**Selected passage:**
▼
Authors: Jackson Barth [aut, cre] , Austin Reynolds [aut], Mary Lauren Benton [ctb], Carissa Fong [ctb]
Maintainer: Jackson Barth <[email protected]>
License: Artistic-2.0
Version: 1.1.0
Built: 2024-12-29 06:23:15 UTC
Source: https://github.com/bioc/EpipwR

Help Index


Plotting EpipwR Output

Description

Plots 95% error bars of EpipwR output. Different sample sizes are displayed along the x-axis with lines representing distinct correlation means. This functions should only be used with EpipwR output.

Usage

EpipwR_plot(df)

Arguments

df

A data frame containing output from the get_power_cont() or get_power_cc() function.

Value

A line plot with sample size on the x-axis and power on the y-axis. Multiple lines are plotted for each correlation/effect size mean specified.

Examples

out <- get_power_cont(100,10000,c(70,80,90,100),.05,c(.3,.4,.5))
EpipwR_plot(out)
▲
**Problem set:**
A. Retype the section of the EpipwR documentation that opens with the words containing "Description" and closes with "or get_power_cc() function.".
B. Name every person listed on the Authors line of the EpipwR documentation.
C. Write what comes next in the EpipwR documentation, picking up right after its final line.
The rows placed after this play no part in the work on the EpipwR documentation.

Annotation dataset entries
▼
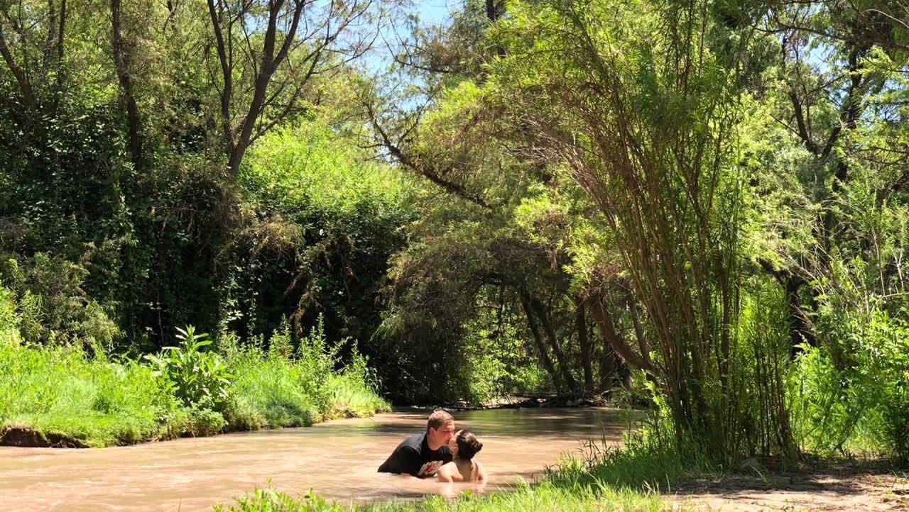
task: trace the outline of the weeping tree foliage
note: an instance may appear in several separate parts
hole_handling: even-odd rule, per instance
[[[788,449],[784,409],[745,410],[739,396],[750,371],[738,357],[740,107],[709,47],[709,5],[542,2],[499,30],[508,55],[490,102],[604,216],[654,345],[654,358],[624,347],[625,359],[659,382],[679,443],[728,460],[770,416]]]

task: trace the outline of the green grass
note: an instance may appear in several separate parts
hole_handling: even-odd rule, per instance
[[[368,384],[362,361],[335,372],[306,358],[251,350],[228,357],[225,367],[229,398],[223,410],[212,410],[181,401],[146,361],[0,340],[0,431],[27,428],[106,447],[309,426],[390,409]]]
[[[136,443],[165,437],[162,418],[177,409],[141,364],[0,343],[0,428],[29,428],[90,447]]]
[[[563,458],[539,484],[522,483],[489,495],[465,492],[451,499],[441,496],[416,500],[354,505],[310,494],[294,497],[274,489],[256,489],[219,504],[219,512],[492,512],[588,510],[699,510],[703,507],[672,503],[660,493],[678,482],[703,475],[708,467],[690,460],[661,439],[629,436],[621,448],[591,441],[584,455]]]
[[[412,501],[394,501],[373,505],[345,505],[326,501],[312,494],[294,497],[268,489],[259,489],[240,499],[235,505],[215,507],[218,512],[498,512],[558,510],[586,512],[594,510],[674,510],[671,503],[657,494],[628,487],[582,487],[566,489],[543,482],[539,485],[522,484],[514,490],[490,495],[465,493],[455,499],[435,496]],[[680,510],[674,508],[674,510]]]

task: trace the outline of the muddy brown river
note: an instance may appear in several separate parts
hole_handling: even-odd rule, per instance
[[[425,429],[429,410],[370,418],[97,449],[0,447],[0,510],[211,510],[256,487],[341,502],[369,502],[464,489],[489,492],[533,481],[586,439],[617,443],[628,416],[609,409],[461,411],[455,427],[483,442],[483,488],[376,473],[407,435]]]

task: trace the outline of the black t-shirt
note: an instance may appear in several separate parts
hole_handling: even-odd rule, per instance
[[[379,473],[409,473],[425,478],[435,475],[443,464],[451,462],[452,458],[448,447],[431,450],[426,435],[415,434],[401,441],[388,459],[379,466]]]

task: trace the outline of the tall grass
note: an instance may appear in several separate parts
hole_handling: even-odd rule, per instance
[[[414,501],[395,501],[373,505],[345,505],[309,494],[295,497],[288,494],[259,489],[237,500],[235,505],[215,507],[216,512],[498,512],[534,510],[548,512],[587,512],[594,510],[638,510],[657,512],[683,510],[661,499],[654,493],[630,488],[593,487],[569,490],[550,482],[531,486],[521,484],[514,490],[487,496],[464,494],[457,499],[440,496]]]
[[[651,428],[653,426],[651,426]],[[666,433],[669,433],[666,431]],[[590,441],[580,458],[565,457],[547,471],[543,482],[521,483],[509,491],[480,496],[464,493],[456,499],[441,496],[418,500],[370,505],[332,502],[310,492],[294,497],[273,489],[256,489],[218,512],[486,512],[499,510],[688,510],[660,492],[709,468],[705,458],[693,460],[672,448],[665,434],[644,429],[629,435],[622,447]]]
[[[23,427],[90,447],[167,437],[185,418],[151,368],[76,348],[0,343],[0,429]]]
[[[355,350],[348,367],[335,369],[338,348],[328,346],[321,329],[293,351],[280,349],[286,332],[275,335],[267,352],[254,346],[225,356],[201,351],[207,342],[195,335],[147,360],[114,361],[97,346],[90,355],[81,345],[23,345],[15,322],[4,328],[0,435],[16,428],[105,447],[308,426],[389,409]],[[206,379],[199,361],[206,363]]]

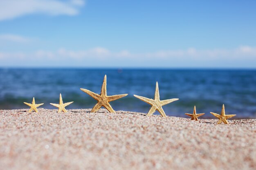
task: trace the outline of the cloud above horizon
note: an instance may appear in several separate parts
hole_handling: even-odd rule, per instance
[[[256,58],[256,47],[247,46],[231,49],[200,50],[189,48],[184,50],[141,53],[131,53],[127,50],[114,52],[98,47],[81,51],[61,48],[55,51],[40,50],[28,53],[0,52],[0,63],[2,63],[0,66],[68,66],[70,65],[71,66],[108,66],[110,64],[113,66],[121,67],[134,66],[146,67],[152,66],[148,64],[147,61],[155,61],[153,64],[155,64],[156,67],[182,67],[191,64],[192,66],[200,67],[202,62],[209,64],[204,66],[210,66],[216,63],[223,64],[222,62],[224,62],[224,64],[227,64],[228,67],[232,67],[232,66],[229,65],[228,63],[233,63],[234,61],[237,63],[238,61],[239,64],[240,62],[243,63],[243,66],[248,64],[255,68],[256,65],[253,65],[252,61]],[[30,61],[31,63],[37,62],[40,64],[30,65],[27,61]],[[218,67],[218,66],[213,66]],[[221,64],[220,65],[221,66]]]
[[[0,21],[32,13],[51,15],[78,14],[84,0],[8,0],[0,1]]]
[[[30,38],[11,34],[0,34],[0,43],[9,41],[12,42],[25,43],[32,40]]]

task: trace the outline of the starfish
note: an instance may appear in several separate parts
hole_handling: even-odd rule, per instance
[[[93,93],[89,90],[85,89],[84,88],[80,88],[82,91],[86,93],[91,96],[95,100],[98,101],[98,103],[94,106],[92,109],[91,110],[91,113],[97,112],[101,106],[104,107],[110,113],[115,113],[115,110],[109,102],[120,98],[123,97],[128,95],[128,94],[122,95],[114,95],[112,96],[108,96],[107,95],[107,75],[105,75],[104,77],[104,80],[101,87],[101,91],[100,95]]]
[[[151,116],[156,110],[158,111],[161,115],[164,117],[166,117],[166,115],[162,108],[162,106],[171,103],[173,102],[178,100],[179,99],[171,99],[164,100],[160,100],[160,96],[159,95],[159,90],[158,90],[158,83],[157,82],[155,86],[155,99],[149,99],[142,96],[137,95],[134,95],[134,97],[141,99],[152,106],[149,110],[147,116]]]
[[[62,97],[61,97],[61,94],[60,94],[60,103],[59,104],[54,104],[53,103],[50,103],[51,105],[54,106],[55,107],[58,108],[58,113],[59,113],[62,110],[64,112],[64,113],[67,112],[67,111],[65,108],[65,107],[69,105],[74,102],[69,102],[68,103],[63,103],[63,101],[62,100]]]
[[[38,113],[38,110],[36,108],[39,107],[40,106],[42,106],[44,104],[43,103],[41,103],[40,104],[36,104],[36,102],[35,102],[35,97],[33,98],[33,101],[32,101],[32,103],[28,103],[25,102],[24,102],[24,104],[27,104],[31,107],[30,109],[29,110],[29,113],[30,113],[33,111],[33,110],[34,110],[36,112]]]
[[[190,116],[191,117],[191,120],[195,120],[196,121],[198,121],[199,120],[198,117],[199,117],[199,116],[202,116],[202,115],[204,115],[204,113],[196,114],[196,110],[195,110],[195,106],[194,106],[194,112],[193,112],[193,114],[185,113],[185,115]]]
[[[230,118],[230,117],[234,117],[236,115],[228,115],[225,114],[225,107],[223,104],[222,106],[222,110],[221,110],[221,115],[220,115],[217,113],[215,113],[212,112],[210,112],[211,113],[216,117],[218,117],[219,119],[219,121],[217,122],[218,124],[221,123],[222,121],[224,122],[225,124],[229,124],[229,122],[227,121],[227,119]]]

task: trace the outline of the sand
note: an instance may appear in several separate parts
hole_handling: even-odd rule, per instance
[[[256,169],[256,119],[27,110],[0,110],[0,169]]]

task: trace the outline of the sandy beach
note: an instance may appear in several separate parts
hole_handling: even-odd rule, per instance
[[[256,169],[256,119],[27,110],[0,110],[1,169]]]

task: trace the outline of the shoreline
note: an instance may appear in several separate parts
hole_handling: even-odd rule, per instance
[[[4,169],[255,169],[256,119],[0,110]]]

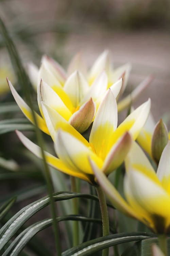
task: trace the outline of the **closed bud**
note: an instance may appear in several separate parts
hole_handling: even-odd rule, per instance
[[[152,139],[152,154],[158,164],[162,152],[168,142],[168,133],[162,119],[156,124]]]

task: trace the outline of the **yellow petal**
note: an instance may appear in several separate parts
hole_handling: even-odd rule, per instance
[[[12,95],[18,105],[26,117],[31,123],[35,124],[31,109],[18,94],[11,82],[8,79],[7,79],[7,81]],[[37,113],[35,112],[34,112],[39,128],[44,132],[47,134],[49,134],[48,128],[45,120]]]
[[[122,163],[132,144],[131,136],[126,132],[111,148],[104,160],[102,171],[108,174]]]
[[[90,158],[89,159],[98,183],[102,187],[114,206],[129,216],[138,218],[134,210],[123,199],[105,174],[99,169],[94,161]]]
[[[20,132],[16,131],[16,132],[19,139],[24,145],[36,156],[42,159],[42,154],[40,147],[30,140]],[[77,177],[90,183],[88,175],[86,175],[84,173],[80,172],[76,172],[75,170],[68,168],[60,159],[46,151],[44,152],[46,160],[48,165],[66,174]]]
[[[116,101],[109,89],[96,113],[89,138],[89,142],[96,153],[104,160],[110,138],[117,127]]]
[[[82,106],[79,110],[74,113],[69,122],[82,133],[90,125],[96,113],[96,109],[95,103],[91,98]]]
[[[88,156],[101,168],[103,161],[90,149],[68,132],[59,130],[54,144],[56,153],[68,167],[77,171],[93,174]]]
[[[89,89],[89,86],[82,74],[76,70],[68,77],[64,89],[75,108]]]
[[[68,121],[72,115],[70,111],[57,94],[42,80],[38,87],[37,94],[38,102],[41,112],[42,112],[41,101],[42,101]]]
[[[89,146],[87,141],[58,112],[44,102],[42,102],[42,104],[47,125],[54,141],[56,131],[59,128],[61,128],[76,138],[86,146]]]
[[[79,52],[74,56],[69,64],[67,71],[68,76],[78,69],[85,77],[87,76],[87,67],[84,62],[81,52]]]

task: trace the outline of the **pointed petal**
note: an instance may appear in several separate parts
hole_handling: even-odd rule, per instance
[[[30,140],[20,132],[16,131],[16,133],[20,140],[26,147],[37,157],[42,159],[42,154],[40,147]],[[85,175],[84,173],[81,173],[80,172],[75,171],[74,170],[68,168],[61,160],[48,152],[44,151],[44,153],[46,160],[48,165],[52,166],[55,169],[69,175],[75,176],[90,182],[88,175]]]
[[[56,132],[61,128],[76,138],[86,146],[89,146],[88,141],[58,112],[42,102],[42,107],[47,125],[54,141]]]
[[[80,105],[80,102],[89,89],[89,86],[86,79],[78,70],[68,77],[64,87],[65,91],[75,108]]]
[[[112,69],[109,55],[109,51],[105,50],[95,61],[91,69],[89,77],[90,84],[92,83],[96,77],[103,70],[105,71],[109,79]]]
[[[117,82],[115,83],[114,84],[110,87],[110,89],[116,99],[119,96],[122,87],[122,85],[123,79],[121,77],[121,78],[117,81]]]
[[[149,114],[145,125],[137,138],[137,141],[144,150],[152,157],[151,144],[152,137],[155,123],[151,113]]]
[[[89,139],[90,145],[103,160],[110,137],[117,127],[117,120],[116,101],[109,89],[97,111]]]
[[[103,161],[90,149],[71,134],[59,130],[56,136],[54,147],[60,159],[68,167],[77,171],[93,174],[88,160],[90,157],[101,168]]]
[[[66,75],[65,70],[54,59],[47,55],[44,55],[41,62],[50,70],[55,77],[63,86],[66,80]]]
[[[111,148],[104,160],[102,171],[108,174],[122,163],[128,153],[132,143],[128,132],[126,132]]]
[[[49,69],[48,65],[43,62],[39,71],[38,81],[40,83],[41,80],[45,82],[57,93],[67,108],[71,111],[73,106],[69,97],[65,93],[58,80]]]
[[[125,161],[126,171],[128,173],[135,169],[147,175],[154,182],[160,184],[155,170],[143,152],[134,141]]]
[[[41,101],[58,112],[66,121],[68,121],[72,114],[59,96],[45,82],[42,80],[37,90],[38,103],[42,112]]]
[[[111,148],[126,131],[129,131],[135,140],[144,125],[148,116],[151,107],[150,99],[129,115],[117,128],[110,138],[108,149]]]
[[[94,161],[89,160],[98,183],[102,187],[114,206],[129,216],[138,218],[132,208],[121,196],[106,175],[99,170]]]
[[[157,174],[163,187],[170,194],[170,141],[163,151]]]
[[[96,105],[91,98],[75,112],[69,120],[69,123],[81,133],[90,125],[96,113]]]
[[[116,82],[123,76],[122,89],[121,90],[121,95],[123,93],[127,86],[131,69],[131,65],[127,63],[115,69],[113,72],[112,81],[114,82]]]
[[[78,53],[70,62],[67,71],[68,76],[70,76],[77,70],[79,70],[85,77],[86,77],[87,67],[81,52]]]
[[[161,185],[156,183],[140,172],[132,169],[128,176],[129,189],[136,204],[147,213],[149,217],[151,217],[156,231],[163,233],[169,221],[169,195]],[[126,192],[126,196],[128,196],[128,198]],[[158,223],[159,219],[165,221],[161,226]]]
[[[140,83],[132,93],[121,100],[118,103],[118,112],[121,112],[134,102],[141,93],[151,84],[153,79],[153,76],[149,75]]]
[[[25,115],[26,117],[31,123],[35,124],[31,109],[19,95],[11,82],[7,79],[7,82],[14,98],[18,106],[20,108],[22,113]],[[37,113],[35,112],[34,112],[39,128],[44,132],[47,134],[49,134],[49,131],[45,120]]]
[[[36,65],[32,62],[30,62],[27,65],[27,71],[29,78],[34,88],[36,91],[37,90],[38,84],[38,68]]]
[[[103,71],[98,75],[91,86],[87,93],[81,101],[80,105],[92,98],[94,101],[99,102],[107,89],[108,79],[106,72]]]

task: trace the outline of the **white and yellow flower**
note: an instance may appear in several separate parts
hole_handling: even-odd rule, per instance
[[[164,148],[156,174],[145,155],[134,142],[125,160],[126,201],[98,170],[91,164],[98,182],[113,203],[124,213],[143,222],[159,234],[170,228],[170,141]]]
[[[111,90],[107,91],[96,115],[89,142],[56,111],[44,102],[41,104],[59,158],[46,152],[47,162],[61,171],[94,184],[88,158],[106,175],[121,165],[129,152],[132,139],[136,139],[144,124],[150,100],[138,108],[117,128],[116,101]],[[20,132],[17,134],[26,146],[41,158],[39,147]]]

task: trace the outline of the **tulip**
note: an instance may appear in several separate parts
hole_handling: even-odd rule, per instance
[[[43,113],[58,157],[45,152],[47,162],[62,172],[95,184],[88,157],[94,161],[102,172],[108,175],[123,161],[132,139],[136,139],[144,125],[150,108],[149,99],[117,128],[116,101],[108,90],[97,111],[89,142],[57,112],[42,102]],[[17,133],[26,146],[41,158],[39,147],[20,132]]]
[[[144,223],[152,231],[170,231],[170,141],[165,147],[156,173],[139,146],[134,142],[125,159],[124,200],[99,169],[91,165],[98,182],[113,205],[126,215]]]

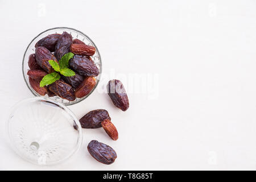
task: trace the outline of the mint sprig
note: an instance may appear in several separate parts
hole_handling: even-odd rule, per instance
[[[75,76],[76,73],[68,68],[68,61],[73,57],[74,54],[68,52],[62,56],[59,63],[52,60],[48,60],[49,64],[53,68],[55,72],[46,75],[40,82],[40,86],[43,87],[52,84],[60,78],[59,72],[65,76]]]

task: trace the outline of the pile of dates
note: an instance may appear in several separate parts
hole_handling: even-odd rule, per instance
[[[27,72],[32,88],[40,95],[57,96],[70,101],[88,95],[96,84],[94,77],[99,70],[90,56],[96,52],[93,46],[73,39],[71,34],[51,34],[39,40],[35,46],[35,52],[30,55]],[[44,87],[40,87],[43,77],[54,72],[48,60],[58,62],[65,54],[75,54],[69,61],[69,68],[76,75],[71,77],[61,75],[61,78]]]
[[[114,105],[123,111],[129,107],[128,97],[122,83],[118,80],[112,80],[107,84],[108,93]],[[83,129],[102,127],[106,133],[114,140],[118,139],[118,132],[112,123],[107,110],[97,109],[89,111],[80,120]],[[77,130],[77,127],[74,125]],[[97,160],[105,164],[113,163],[117,158],[117,153],[109,146],[97,140],[92,140],[87,146],[90,154]]]

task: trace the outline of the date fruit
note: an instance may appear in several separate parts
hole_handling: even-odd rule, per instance
[[[28,67],[30,69],[42,69],[36,63],[35,53],[32,53],[28,57]]]
[[[69,66],[80,75],[87,76],[97,76],[98,69],[95,64],[85,56],[75,55],[69,60]]]
[[[76,89],[79,86],[81,83],[84,81],[84,77],[77,73],[72,76],[64,76],[61,75],[61,78],[65,82],[71,85],[74,89]]]
[[[123,111],[129,107],[129,101],[125,87],[118,80],[112,80],[107,85],[108,93],[114,105]]]
[[[75,95],[77,98],[82,98],[87,96],[96,84],[94,77],[87,77],[76,89]]]
[[[97,129],[101,127],[101,122],[111,120],[109,113],[105,109],[97,109],[89,111],[80,120],[83,129]]]
[[[76,99],[75,92],[72,87],[61,80],[57,80],[49,85],[49,89],[59,97],[73,101]]]
[[[53,60],[56,62],[57,61],[55,56],[48,49],[43,46],[36,47],[35,57],[36,62],[41,68],[49,73],[54,72],[53,68],[48,61],[49,60]]]
[[[35,44],[35,47],[43,46],[51,52],[54,52],[57,42],[60,38],[60,34],[54,34],[49,35],[45,38],[39,40]]]
[[[116,140],[118,139],[118,132],[117,132],[115,126],[109,119],[106,119],[103,121],[101,122],[101,126],[112,139]]]
[[[72,44],[70,47],[72,52],[76,55],[90,56],[95,53],[95,47],[82,44]]]
[[[59,61],[62,56],[69,51],[69,47],[72,43],[72,36],[67,32],[62,34],[57,42],[55,46],[55,52],[54,55]]]
[[[53,93],[52,92],[50,91],[49,90],[49,89],[48,89],[47,95],[49,97],[53,97],[53,96],[56,96],[55,94],[54,93]]]
[[[47,75],[47,73],[43,70],[33,69],[29,70],[27,74],[31,77],[31,78],[41,81],[43,77]]]
[[[117,158],[117,153],[111,147],[98,142],[92,140],[87,146],[89,153],[98,162],[105,164],[112,164]]]
[[[82,41],[77,39],[75,39],[74,40],[73,40],[73,42],[72,44],[85,44],[85,43],[84,42],[83,42]]]
[[[34,80],[31,77],[28,77],[28,80],[32,88],[40,95],[44,96],[47,93],[47,88],[46,86],[40,87],[40,81]]]

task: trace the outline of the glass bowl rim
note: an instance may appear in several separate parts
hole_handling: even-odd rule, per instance
[[[96,85],[94,86],[94,87],[93,88],[93,89],[92,90],[92,91],[86,96],[84,96],[84,97],[82,97],[81,98],[80,98],[80,100],[76,102],[72,102],[72,103],[69,103],[69,104],[64,104],[66,106],[70,106],[70,105],[72,105],[77,103],[80,102],[81,101],[84,100],[85,98],[86,98],[88,97],[89,97],[96,89],[96,88],[97,88],[97,86],[98,86],[98,84],[100,82],[100,80],[101,79],[101,73],[102,72],[102,62],[101,61],[101,55],[100,53],[100,52],[98,49],[98,48],[97,47],[96,45],[95,44],[95,43],[94,43],[94,42],[85,34],[83,33],[82,32],[77,30],[76,29],[73,28],[69,28],[69,27],[55,27],[55,28],[49,28],[47,29],[43,32],[42,32],[41,33],[40,33],[39,34],[38,34],[37,36],[36,36],[31,42],[30,43],[28,44],[28,46],[27,47],[27,48],[26,49],[25,52],[24,53],[23,55],[23,58],[22,60],[22,75],[23,75],[23,77],[24,78],[24,80],[26,82],[26,84],[27,85],[27,86],[28,88],[28,89],[30,90],[30,92],[32,93],[33,95],[34,95],[36,97],[42,97],[43,96],[39,96],[38,95],[36,95],[35,93],[34,93],[34,92],[32,90],[31,88],[30,88],[30,84],[27,81],[27,80],[26,79],[25,77],[25,75],[26,75],[26,73],[25,73],[24,72],[24,64],[25,63],[25,56],[26,55],[27,53],[27,51],[28,49],[28,48],[30,47],[30,45],[31,45],[32,43],[34,42],[34,40],[35,40],[37,38],[38,38],[39,36],[40,36],[41,35],[42,35],[43,34],[48,31],[51,31],[51,30],[57,30],[57,29],[67,29],[67,30],[72,30],[72,31],[77,31],[79,33],[80,33],[81,34],[82,34],[83,36],[86,37],[86,38],[88,38],[94,45],[94,46],[95,47],[95,48],[96,49],[97,52],[98,52],[98,56],[99,56],[99,60],[100,60],[100,71],[99,72],[99,75],[98,75],[98,81],[96,83]],[[46,97],[44,97],[46,98]],[[49,97],[51,99],[51,97]],[[61,100],[64,100],[62,98],[59,97],[60,99]]]
[[[47,101],[48,102],[51,102],[51,104],[53,104],[54,105],[57,105],[58,107],[62,107],[65,111],[70,116],[72,119],[73,119],[74,122],[76,123],[76,125],[77,125],[77,131],[79,132],[79,135],[78,135],[78,141],[77,143],[76,146],[76,148],[73,150],[72,152],[71,152],[68,155],[67,155],[66,157],[64,158],[63,159],[60,159],[59,160],[57,160],[54,162],[50,162],[47,163],[47,164],[43,164],[43,165],[39,164],[38,163],[36,163],[34,161],[32,160],[30,160],[28,158],[26,158],[24,156],[23,156],[20,152],[19,151],[16,147],[14,145],[14,143],[13,142],[13,139],[11,136],[11,129],[10,127],[10,119],[12,118],[12,114],[13,112],[19,107],[19,106],[20,106],[22,104],[26,103],[27,102],[31,102],[31,101]],[[82,127],[81,126],[80,122],[75,115],[75,114],[71,111],[71,109],[69,109],[67,106],[64,105],[64,104],[60,103],[57,101],[56,101],[55,100],[49,99],[49,98],[45,98],[43,97],[30,97],[28,98],[26,98],[24,100],[22,100],[21,101],[19,101],[18,102],[16,103],[14,106],[11,107],[11,109],[10,109],[10,111],[9,112],[9,117],[8,118],[8,120],[6,122],[6,127],[7,127],[7,131],[9,136],[9,142],[10,142],[9,143],[10,143],[10,145],[13,149],[14,150],[14,151],[20,157],[21,157],[22,159],[25,160],[26,161],[29,162],[32,164],[35,164],[37,165],[40,165],[40,166],[51,166],[51,165],[55,165],[57,164],[61,163],[66,160],[71,158],[72,156],[73,156],[77,152],[77,151],[79,150],[79,149],[81,148],[81,146],[82,145]]]

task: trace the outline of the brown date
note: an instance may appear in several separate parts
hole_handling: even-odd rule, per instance
[[[55,56],[48,49],[43,46],[36,47],[35,57],[36,62],[43,69],[49,73],[54,72],[53,68],[48,61],[49,60],[53,60],[56,62],[57,61]]]
[[[112,80],[107,85],[108,93],[114,105],[123,111],[129,107],[129,101],[125,87],[118,80]]]
[[[27,74],[34,80],[40,81],[47,73],[43,70],[33,69],[29,70]]]
[[[70,47],[72,52],[76,55],[90,56],[95,53],[95,47],[82,44],[72,44]]]
[[[102,126],[101,122],[105,119],[111,120],[109,113],[105,109],[97,109],[89,111],[79,121],[83,129],[97,129]]]
[[[28,67],[30,69],[42,69],[36,63],[35,53],[32,53],[28,57]]]
[[[98,142],[92,140],[87,146],[89,153],[98,162],[105,164],[112,164],[117,158],[117,153],[111,147]]]
[[[97,76],[98,69],[93,63],[85,56],[75,55],[69,60],[69,66],[80,75],[88,76]]]
[[[118,139],[118,132],[112,122],[108,119],[101,122],[101,126],[109,136],[114,140]]]
[[[55,96],[55,94],[53,93],[52,92],[50,91],[49,89],[48,89],[47,95],[49,97],[53,97]]]
[[[72,43],[72,36],[67,32],[62,34],[55,46],[54,55],[59,61],[65,54],[69,51],[70,46]]]
[[[47,93],[47,88],[46,86],[40,87],[40,81],[34,80],[30,77],[28,77],[28,80],[32,88],[40,95],[44,96]]]
[[[45,38],[43,38],[41,40],[39,40],[35,45],[35,47],[43,46],[46,48],[51,52],[54,52],[55,49],[55,46],[57,44],[57,42],[60,34],[54,34],[49,35]]]
[[[62,98],[70,101],[76,99],[72,87],[61,80],[59,80],[51,84],[48,88],[50,91]]]
[[[76,89],[79,86],[81,83],[84,81],[84,77],[77,73],[75,73],[76,75],[72,76],[64,76],[61,75],[61,78],[65,82],[71,85],[74,89]]]
[[[94,77],[86,77],[76,88],[75,95],[77,98],[82,98],[87,96],[93,89],[96,84],[96,81]]]
[[[75,39],[74,40],[73,40],[73,42],[72,44],[85,44],[85,43],[84,42],[83,42],[82,41],[77,39]]]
▲
**Responses by task:**
A.
Description

Plots 95% error bars of EpipwR output. Different sample sizes are displayed along the x-axis with lines representing distinct correlation means. This functions should only be used with EpipwR output.

Usage

EpipwR_plot(df)

Arguments

df

A data frame containing output from the get_power_cont() or get_power_cc() function.

B. Jackson Barth, Austin Reynolds, Mary Lauren Benton, Carissa Fong

C.
Power Calculations for Case/Control EWAS

Description

Calculates power for EWAS with a binary outcome for multiple sample sizes and/or effect sizes. Data sets are only simulated for the non-null tests; p-values are generated directly for the null tests. Rather than specifying the number of data sets to calculate power, you specify the precision level (MOE) and a maximum number of data sets (Nmax). After 20 data sets, the function terminates when the desired precision level is reached or if the number of tested data sets reaches Nmax.

Usage

get_power_cc(
  dm,
  Total,
  n,
  fdr_fwer,
  delta_mu,
  delta_sd = 0,
  n1_prop = 0.5,
  Tissue = "Saliva",
  Nmax = 1000,
  MOE = 0.03,
  test = "pooled",
  use_fdr = TRUE,
  Suppress_updates = FALSE
)

Arguments

dm

Number of non-null tests.

Total

The total number of tests (null and non-null).

n

Sample size(s) for which power is calculated (accepts a vector). This is total sample size.

fdr_fwer

Either the false discovery rate or the family-wise type I error rate, depending on use_fdr.

delta_mu

Average effect size (difference in mean methylation between groups) for non-null tests (accepts a vector). If multiple n and delta_mu are specified, power is calculated for all unique settings under the Cartesian product of these vectors.

delta_sd

Standard deviation of the effect size for non-null tests. If 0, all effect sizes are fixed at delta_mu.

n1_prop

Indicates the proportion of the total sample size (n) in group 1 (rounded to the nearest integer).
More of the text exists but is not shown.